» **TASK INSTRUCTIONS**: Would you count the lines below that contain the string "instance" and reply with that number only?

^^^^^^^^^^^^^^^^

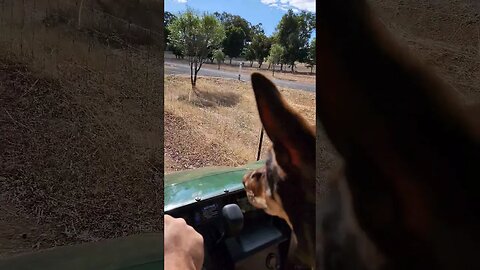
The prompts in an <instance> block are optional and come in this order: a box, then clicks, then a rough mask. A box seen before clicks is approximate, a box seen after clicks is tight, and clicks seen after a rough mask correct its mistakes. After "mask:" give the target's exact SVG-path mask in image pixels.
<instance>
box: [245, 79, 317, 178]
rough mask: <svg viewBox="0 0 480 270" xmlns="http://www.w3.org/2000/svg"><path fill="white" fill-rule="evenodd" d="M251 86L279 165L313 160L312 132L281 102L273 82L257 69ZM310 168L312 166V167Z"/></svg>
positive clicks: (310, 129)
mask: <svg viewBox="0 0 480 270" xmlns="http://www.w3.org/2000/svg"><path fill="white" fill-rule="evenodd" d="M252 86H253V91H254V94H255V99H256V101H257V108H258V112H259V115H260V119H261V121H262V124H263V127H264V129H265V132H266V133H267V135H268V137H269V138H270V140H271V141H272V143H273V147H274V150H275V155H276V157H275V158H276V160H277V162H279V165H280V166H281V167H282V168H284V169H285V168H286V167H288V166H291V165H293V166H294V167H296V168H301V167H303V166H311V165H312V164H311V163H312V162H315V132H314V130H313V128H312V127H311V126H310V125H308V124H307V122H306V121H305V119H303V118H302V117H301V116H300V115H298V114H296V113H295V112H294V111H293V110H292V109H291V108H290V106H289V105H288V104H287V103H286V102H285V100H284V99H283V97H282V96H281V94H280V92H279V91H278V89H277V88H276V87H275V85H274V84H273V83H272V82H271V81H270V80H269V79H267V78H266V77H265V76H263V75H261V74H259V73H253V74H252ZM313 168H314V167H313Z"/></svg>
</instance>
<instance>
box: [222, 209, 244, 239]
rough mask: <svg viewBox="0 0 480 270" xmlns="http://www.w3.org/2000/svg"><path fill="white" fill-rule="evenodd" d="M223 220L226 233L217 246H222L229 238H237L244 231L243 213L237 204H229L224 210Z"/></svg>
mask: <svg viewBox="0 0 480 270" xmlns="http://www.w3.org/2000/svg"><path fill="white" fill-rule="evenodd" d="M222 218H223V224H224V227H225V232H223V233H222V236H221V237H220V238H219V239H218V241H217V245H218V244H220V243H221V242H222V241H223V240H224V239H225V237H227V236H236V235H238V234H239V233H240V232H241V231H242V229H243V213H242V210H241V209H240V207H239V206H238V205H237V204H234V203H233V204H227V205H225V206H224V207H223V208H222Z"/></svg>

^^^^^^^^^^^^^^^^

» **TASK OUTPUT**: 4